Exercise requirements
In the newsletter note below, which graduating class did the writer give a commencement speech to?

Source document
As I say goodbye to summer, I reflect on what’s been a busy past few months for the Forum. We supported legislation through the Legislature that would have protected the human rights of immigrants (which I will get into later) to planning an annual fundraiser commemorating the 10th year as the Latino Policy Forum and bringing on fresh talent to our staff. One of the highlights of the season was giving a great send off to a second cohort of community leaders from the Forum’s Multicultural Leadership Academy -- a group that is already active doing great things in Illinois’ black and Latino communities.

I also want to reflect on some amazing future leaders, who I personally got to speak to last month. I had the great honor of giving the commencement speech to the second graduating class of Loyola University’s Arrupe College – an innovative college model that graduates two-year degree students with little-to-no debt. No doubt we’ll hear from many of these graduates in the future as they take on leadership challenges in our communities. Many of the ceremony attendees thanked me for words I gave during the commencement that touched on leadership and life lessons that have kept me grounded to this day. So, for this newsletter I thought I would share parts of that speech as a reflection of lessons learned and what keeps me sane in these tumultuous times.

I know that I am not alone in the understanding that I don’t stand alone. I am where I am in life because someone supported me, and because my loved ones sacrificed so that I may be successful. I owe much of my success to these individuals. I thank mi mama y papa!

Entries shown
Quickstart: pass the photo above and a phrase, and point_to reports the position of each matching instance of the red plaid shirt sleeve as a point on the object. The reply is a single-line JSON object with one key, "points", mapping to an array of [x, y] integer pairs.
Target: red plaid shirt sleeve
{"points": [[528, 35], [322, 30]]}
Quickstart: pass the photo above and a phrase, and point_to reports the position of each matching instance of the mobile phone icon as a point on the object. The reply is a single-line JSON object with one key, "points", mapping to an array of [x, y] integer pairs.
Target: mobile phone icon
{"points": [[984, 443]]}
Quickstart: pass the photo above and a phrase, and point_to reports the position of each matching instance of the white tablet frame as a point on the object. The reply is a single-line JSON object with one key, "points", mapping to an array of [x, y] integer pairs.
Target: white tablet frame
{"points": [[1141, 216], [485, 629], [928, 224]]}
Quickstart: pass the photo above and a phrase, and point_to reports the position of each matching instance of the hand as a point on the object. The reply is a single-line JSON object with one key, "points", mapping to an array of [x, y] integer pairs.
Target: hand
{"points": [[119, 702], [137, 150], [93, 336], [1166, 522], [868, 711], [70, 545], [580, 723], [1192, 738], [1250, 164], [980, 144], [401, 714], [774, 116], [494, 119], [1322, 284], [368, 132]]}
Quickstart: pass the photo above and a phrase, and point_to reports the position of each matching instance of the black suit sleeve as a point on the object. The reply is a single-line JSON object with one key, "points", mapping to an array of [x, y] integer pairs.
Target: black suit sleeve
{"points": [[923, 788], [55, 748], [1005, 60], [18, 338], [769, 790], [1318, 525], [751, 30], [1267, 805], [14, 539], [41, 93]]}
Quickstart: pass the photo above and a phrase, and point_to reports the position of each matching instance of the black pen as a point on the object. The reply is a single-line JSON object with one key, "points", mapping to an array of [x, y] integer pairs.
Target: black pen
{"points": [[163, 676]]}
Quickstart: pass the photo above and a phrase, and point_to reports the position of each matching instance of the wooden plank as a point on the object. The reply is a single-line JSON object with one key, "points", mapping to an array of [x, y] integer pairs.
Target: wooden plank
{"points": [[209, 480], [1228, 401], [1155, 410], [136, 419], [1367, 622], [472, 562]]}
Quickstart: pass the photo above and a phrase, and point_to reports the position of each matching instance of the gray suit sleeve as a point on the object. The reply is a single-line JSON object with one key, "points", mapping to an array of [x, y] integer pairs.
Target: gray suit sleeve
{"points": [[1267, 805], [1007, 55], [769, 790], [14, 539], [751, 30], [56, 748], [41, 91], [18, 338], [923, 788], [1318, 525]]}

Written response
The second graduating class of Loyola University's Arrupe College.